**Provided passage:**
LEWIS: Well, thank you very much, Don.

LEMON: When we come back, we're going to continue to talk about this. Also more of that video, that unbelievable video that just came in to CNN. And also in other breaking news, new information on the Russia investigation. Congressman Swalwell will join us in moments.

[22:55:00] (COMMERCIAL BREAK)

LEMON: We've got much more tonight on new developments in the investigation of the massacre right here in Las Vegas, and we also have news on the Russia investigation.

The chairman of the Senate intelligence committee saying his panel has a lot more work to do to determine if there was possible collusion between the Russian government and the Trump campaign in the election.

Let's discuss now with Congressman Eric Swalwell, a California democrat who is a member of the House intelligence committee. Congressman, we thank you so much for joining us this evening, especially a very -- I'm sure it's weighing heavy open your heart what's happening in Las Vegas but there's other news to cover as well.

Your Senate colleagues concluded today as so many others have that the findings of the Intel community are true, that Russians interfered in the election and they are continuing active measures in the United States. Is enough being done to shut them down?

ERIC SWALWELL, (D) UNITED STATES REPRESENTATIVE: Good evening, Don, and you're right. My heartaches and hands pray for the victims there in Las Vegas.

And with respect to the hearing or the press conference today, it's pretty clear from the evidence I've reviewed that our democracy has been attacked by a Russian virus. It's been infected and we must attack it as aggressively as it is attacking us.

We are more vulnerable, Don, today than we were back in 2016, simply because our commander in chief won't even acknowledge what the Russians have done. And we have seen disunity in at least the House investigation. I was heartened to see what the Senate produced today. That's what both investigations should look like and unity is actually the best antidote to what the Russians are doing.

LEMON: We learned that Russia bought 3,000 Facebook ads that were seen by an estimated 10 million people. CNN is reporting exclusively that those ads targeted Wisconsin and Michigan, two very tightly contested states. Do you think this is just the tip of the iceberg?

SWALWELL: I do, Don. There's a lot of things that I would like to see in addition to these ads. First, I think the American people should see them. The Russians intended for the American people to see them, Facebook took them down, there's no reason that Russia should be shielded.

But I would also like to compare the ads that were put up and do a pixel analysis and see if other non-Russians also posted those ads. Because Russians we know use cutouts and it would be very interesting to see if they were funding the same ads through other funding streams. But I also believe we need to look at Google ads, and as well as Twitter, the YouTube videos that were posted.

(Records from a data collection)
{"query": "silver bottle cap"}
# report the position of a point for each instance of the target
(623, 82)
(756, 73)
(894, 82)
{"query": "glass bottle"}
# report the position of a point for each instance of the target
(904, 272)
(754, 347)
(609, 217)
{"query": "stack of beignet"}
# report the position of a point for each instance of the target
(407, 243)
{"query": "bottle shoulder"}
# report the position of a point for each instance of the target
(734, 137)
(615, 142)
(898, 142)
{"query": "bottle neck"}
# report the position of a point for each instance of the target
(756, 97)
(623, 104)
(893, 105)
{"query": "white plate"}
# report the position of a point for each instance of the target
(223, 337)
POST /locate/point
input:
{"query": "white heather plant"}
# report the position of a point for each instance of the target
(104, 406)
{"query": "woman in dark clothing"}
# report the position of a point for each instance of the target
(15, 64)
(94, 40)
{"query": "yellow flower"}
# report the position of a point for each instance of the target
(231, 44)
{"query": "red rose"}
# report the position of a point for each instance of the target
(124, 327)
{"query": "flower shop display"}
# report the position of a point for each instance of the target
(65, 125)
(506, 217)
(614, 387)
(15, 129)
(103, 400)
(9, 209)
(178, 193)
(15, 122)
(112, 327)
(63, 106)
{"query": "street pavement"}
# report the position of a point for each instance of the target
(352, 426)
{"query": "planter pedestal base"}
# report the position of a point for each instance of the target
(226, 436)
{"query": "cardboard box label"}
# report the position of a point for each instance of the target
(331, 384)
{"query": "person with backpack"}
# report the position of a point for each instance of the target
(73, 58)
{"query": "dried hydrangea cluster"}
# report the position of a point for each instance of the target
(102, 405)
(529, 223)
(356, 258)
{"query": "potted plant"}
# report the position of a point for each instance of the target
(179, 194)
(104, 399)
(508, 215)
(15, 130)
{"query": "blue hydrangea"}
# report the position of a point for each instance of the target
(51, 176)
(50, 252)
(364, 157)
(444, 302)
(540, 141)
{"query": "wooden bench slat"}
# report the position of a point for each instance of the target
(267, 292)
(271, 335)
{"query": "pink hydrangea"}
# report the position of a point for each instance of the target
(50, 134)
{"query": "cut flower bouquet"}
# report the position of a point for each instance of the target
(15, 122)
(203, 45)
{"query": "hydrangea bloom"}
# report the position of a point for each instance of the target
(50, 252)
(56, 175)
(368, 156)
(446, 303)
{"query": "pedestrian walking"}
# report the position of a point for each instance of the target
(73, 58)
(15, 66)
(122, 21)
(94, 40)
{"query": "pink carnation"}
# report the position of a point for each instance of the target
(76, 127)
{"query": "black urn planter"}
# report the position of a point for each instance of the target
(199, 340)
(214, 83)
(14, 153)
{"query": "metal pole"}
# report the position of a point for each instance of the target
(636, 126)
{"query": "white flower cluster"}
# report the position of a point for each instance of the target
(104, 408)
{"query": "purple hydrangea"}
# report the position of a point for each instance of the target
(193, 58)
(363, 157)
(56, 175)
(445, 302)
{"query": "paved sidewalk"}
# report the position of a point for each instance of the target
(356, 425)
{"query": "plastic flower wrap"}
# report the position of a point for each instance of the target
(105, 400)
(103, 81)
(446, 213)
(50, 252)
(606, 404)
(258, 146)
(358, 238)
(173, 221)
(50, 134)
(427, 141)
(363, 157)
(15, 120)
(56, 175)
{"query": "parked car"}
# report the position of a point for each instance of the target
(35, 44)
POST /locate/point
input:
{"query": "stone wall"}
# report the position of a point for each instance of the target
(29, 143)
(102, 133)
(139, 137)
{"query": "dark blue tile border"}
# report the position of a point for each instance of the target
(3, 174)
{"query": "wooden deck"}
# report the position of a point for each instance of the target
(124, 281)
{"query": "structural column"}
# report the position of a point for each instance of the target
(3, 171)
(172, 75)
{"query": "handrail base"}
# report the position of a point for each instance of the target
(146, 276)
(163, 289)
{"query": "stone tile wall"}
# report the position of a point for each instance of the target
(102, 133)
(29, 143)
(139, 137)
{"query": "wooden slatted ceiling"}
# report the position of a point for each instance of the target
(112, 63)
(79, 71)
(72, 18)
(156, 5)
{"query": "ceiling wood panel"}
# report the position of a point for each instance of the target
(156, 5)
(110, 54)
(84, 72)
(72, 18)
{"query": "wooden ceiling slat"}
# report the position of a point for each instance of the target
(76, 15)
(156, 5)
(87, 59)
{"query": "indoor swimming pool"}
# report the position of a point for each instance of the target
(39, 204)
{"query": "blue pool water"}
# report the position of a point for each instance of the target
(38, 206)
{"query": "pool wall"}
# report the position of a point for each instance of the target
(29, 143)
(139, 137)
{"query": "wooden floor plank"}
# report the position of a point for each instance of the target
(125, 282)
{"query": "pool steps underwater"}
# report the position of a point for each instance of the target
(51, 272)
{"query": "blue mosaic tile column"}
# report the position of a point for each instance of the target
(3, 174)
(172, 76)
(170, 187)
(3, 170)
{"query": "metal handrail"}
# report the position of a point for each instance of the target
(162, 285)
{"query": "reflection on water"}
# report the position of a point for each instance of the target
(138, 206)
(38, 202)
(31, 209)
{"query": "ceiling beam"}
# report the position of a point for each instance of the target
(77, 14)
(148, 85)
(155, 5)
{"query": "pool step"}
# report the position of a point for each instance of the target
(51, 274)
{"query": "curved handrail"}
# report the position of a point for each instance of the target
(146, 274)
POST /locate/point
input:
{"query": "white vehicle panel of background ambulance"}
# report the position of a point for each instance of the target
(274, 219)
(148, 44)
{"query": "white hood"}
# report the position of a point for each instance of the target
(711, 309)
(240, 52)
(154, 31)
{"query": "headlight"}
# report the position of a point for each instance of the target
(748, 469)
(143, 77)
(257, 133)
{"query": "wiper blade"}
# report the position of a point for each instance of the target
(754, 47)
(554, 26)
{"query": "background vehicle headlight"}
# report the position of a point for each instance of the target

**Task description:** According to the CNN transcript, which two states did the Russian-bought Facebook ads target? These data are separate material with no connection to the CNN transcript.

**Task result:** Wisconsin and Michigan.